SET EXERCISE —
Rescale every coordinate pair in the items below by multiplying each number by 1.85 and rounding to the nearest whole number, with halves rounded up. Write out every line again, keeping all the other lines unchanged.

PROVIDED RECORDS —
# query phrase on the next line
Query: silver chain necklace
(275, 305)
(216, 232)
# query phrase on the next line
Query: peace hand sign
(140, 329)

ANSWER TO THE PROBLEM —
# query phrase on the next line
Query: silver chain necklace
(509, 564)
(400, 429)
# query phrase on the next line
Query: peace hand sign
(259, 609)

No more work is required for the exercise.